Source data

================

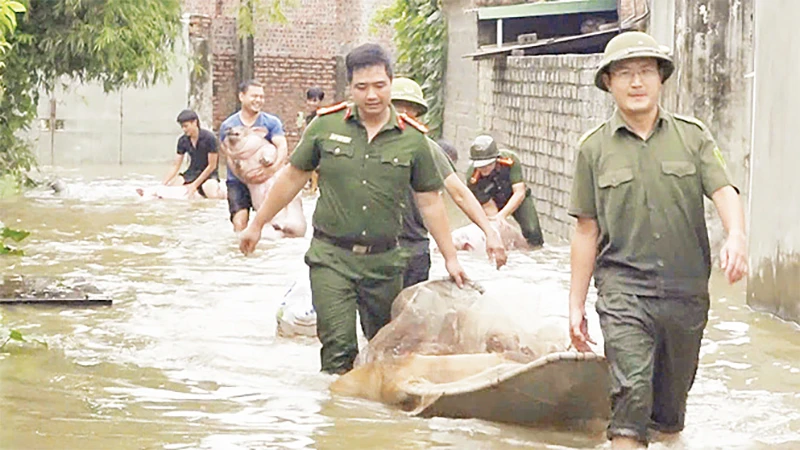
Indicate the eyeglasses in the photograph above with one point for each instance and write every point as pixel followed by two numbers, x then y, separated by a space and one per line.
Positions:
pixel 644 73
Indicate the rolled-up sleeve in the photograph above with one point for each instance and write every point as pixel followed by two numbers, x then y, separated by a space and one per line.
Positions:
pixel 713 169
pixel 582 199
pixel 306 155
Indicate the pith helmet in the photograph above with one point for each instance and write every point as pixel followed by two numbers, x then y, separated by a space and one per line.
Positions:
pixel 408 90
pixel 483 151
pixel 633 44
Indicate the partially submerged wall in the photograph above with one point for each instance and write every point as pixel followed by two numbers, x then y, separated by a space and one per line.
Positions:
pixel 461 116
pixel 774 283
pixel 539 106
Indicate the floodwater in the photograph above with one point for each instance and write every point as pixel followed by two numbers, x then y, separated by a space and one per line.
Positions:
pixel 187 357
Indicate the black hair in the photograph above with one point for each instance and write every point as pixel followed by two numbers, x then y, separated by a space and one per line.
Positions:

================

Task instructions: Excluding the images, return each record above precisely as written.

Solution to this exercise:
Indicate the eyeglasses in the photograph above with one point for each instance and write every point as pixel followed by two numbers, x then y, separated by a space and one per line.
Positions:
pixel 644 73
Indicate the rolled-up sleeve in the photograph above with one point for each instance and write every point as pixel followed by two numbers, x then y, separated by a space and one per line.
Positions:
pixel 713 169
pixel 582 199
pixel 306 155
Indicate the pith helmet in the photograph above with one point for each instance and write every point as pixel followed by two numbers, x then y, separated by a space and one per line.
Positions:
pixel 408 90
pixel 483 151
pixel 633 44
Indicate the partially submerged wall in the photograph above with one point for each instance and write every point as pixel followed by two numbers, x then y, separated by a space and one per line.
Positions:
pixel 461 116
pixel 774 283
pixel 539 106
Indicate the floodwater in the photograph above with one point for each instance and write every point as pixel followed by two numbers, x then y, separated by a space and one per line.
Positions:
pixel 187 357
Indicate the black hair in the photograph above with one point for each instance and write every point as pixel followed by two numbers, x then y, separated by a space and one per line.
Positions:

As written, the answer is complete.